_Task goal_: Copy every one of the items below word for word, and leave the pictures out.

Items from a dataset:
• • •

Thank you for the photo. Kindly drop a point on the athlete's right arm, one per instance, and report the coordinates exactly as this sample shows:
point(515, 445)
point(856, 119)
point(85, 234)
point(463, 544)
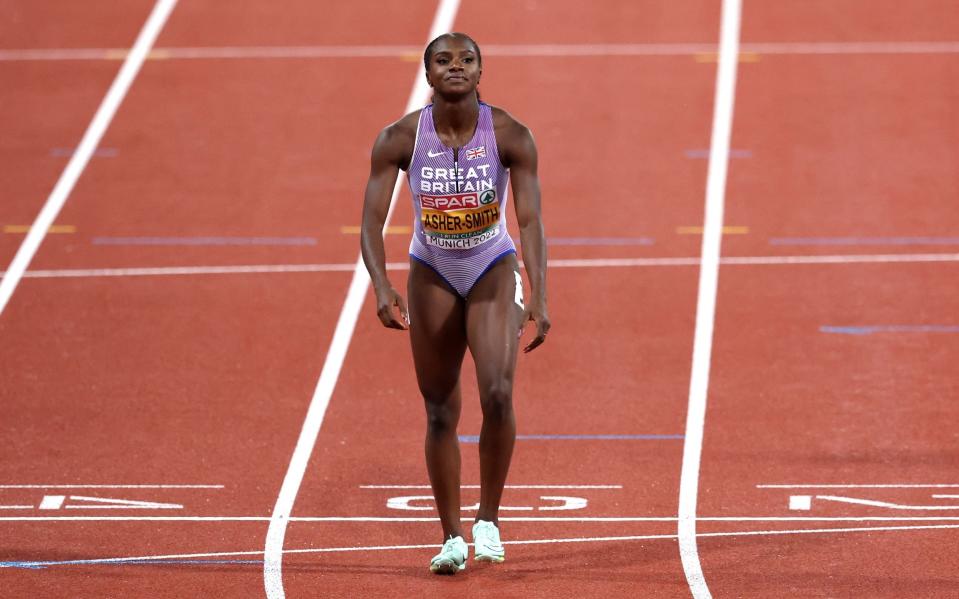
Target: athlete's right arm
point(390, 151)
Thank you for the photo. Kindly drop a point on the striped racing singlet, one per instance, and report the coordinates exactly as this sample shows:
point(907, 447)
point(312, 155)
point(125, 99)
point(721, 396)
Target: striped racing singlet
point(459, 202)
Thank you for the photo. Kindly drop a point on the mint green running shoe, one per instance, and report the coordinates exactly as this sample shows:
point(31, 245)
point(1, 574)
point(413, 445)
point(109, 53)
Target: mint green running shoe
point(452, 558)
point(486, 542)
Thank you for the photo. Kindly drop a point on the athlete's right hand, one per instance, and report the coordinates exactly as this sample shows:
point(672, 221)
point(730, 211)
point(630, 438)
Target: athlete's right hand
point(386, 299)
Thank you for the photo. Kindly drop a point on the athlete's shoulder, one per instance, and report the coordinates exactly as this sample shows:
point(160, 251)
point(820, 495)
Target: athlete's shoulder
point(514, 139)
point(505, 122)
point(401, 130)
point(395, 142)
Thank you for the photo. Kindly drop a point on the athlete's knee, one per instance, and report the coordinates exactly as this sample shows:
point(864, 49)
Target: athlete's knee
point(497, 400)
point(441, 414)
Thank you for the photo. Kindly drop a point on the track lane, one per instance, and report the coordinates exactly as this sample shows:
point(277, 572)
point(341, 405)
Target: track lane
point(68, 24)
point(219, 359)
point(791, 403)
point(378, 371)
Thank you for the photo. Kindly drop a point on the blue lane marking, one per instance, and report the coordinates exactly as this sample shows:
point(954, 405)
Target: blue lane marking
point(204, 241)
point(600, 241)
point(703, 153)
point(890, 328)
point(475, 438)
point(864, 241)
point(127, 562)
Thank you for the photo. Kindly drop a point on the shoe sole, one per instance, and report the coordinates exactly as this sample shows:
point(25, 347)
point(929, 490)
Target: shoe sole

• • •

_Correct answer_:
Thank you for the photo. Kindly drop a point on the athlete's right arm, one per instance, and report the coordinates exactly as this sample shows:
point(515, 445)
point(856, 119)
point(85, 234)
point(463, 544)
Target: athlete's right arm
point(390, 151)
Thank you for the photo. Kindly drop a point on the striped racing singlet, one per instance, and report the coordinates exactly as this sample shows:
point(907, 447)
point(312, 155)
point(125, 99)
point(721, 396)
Target: striped racing singlet
point(459, 202)
Thank you for the photo. Kindly drop a point on the mint green running shoe, one per instance, and report the coordinates exactly as this sample shows:
point(31, 245)
point(1, 574)
point(413, 445)
point(109, 53)
Target: mint green running shoe
point(452, 558)
point(486, 542)
Thank you for the photo. Kindly drop a point on the athlete's right hand, one per instance, and report the coordinates exactly as this sample shows:
point(672, 221)
point(730, 211)
point(630, 438)
Target: athlete's right hand
point(386, 299)
Thank you for the photo. Kindly drop a point on the athlete's shoulder, one per instance, and report the coordinates exactly as this sample shows:
point(160, 251)
point(820, 495)
Target: athlete's shoulder
point(514, 139)
point(505, 122)
point(401, 130)
point(395, 142)
Thank you for the photo. Kindly drop a point on the athlete's knee, one per instance, and report the coordinates exactly as this sample shows:
point(864, 49)
Target: athlete's knee
point(497, 400)
point(441, 414)
Thank you for the photo. Kindly drop a point on the track lane, one per instance, and report the coordinates exactly as this sample shows:
point(277, 572)
point(341, 405)
Target: track lane
point(68, 24)
point(219, 359)
point(791, 403)
point(378, 371)
Thank you for the photo. Kindly drop a point on the blue lane marking, one per instance, and report the coordinates exactly as this sample shows:
point(954, 405)
Target: blue lane marking
point(204, 241)
point(600, 241)
point(703, 153)
point(890, 328)
point(475, 438)
point(864, 241)
point(127, 562)
Thank you for the photo. Kindly drop a point on the shoe sole, one per instance, and report the coordinates exactly as this sample shows:
point(25, 347)
point(929, 490)
Target: shoe sole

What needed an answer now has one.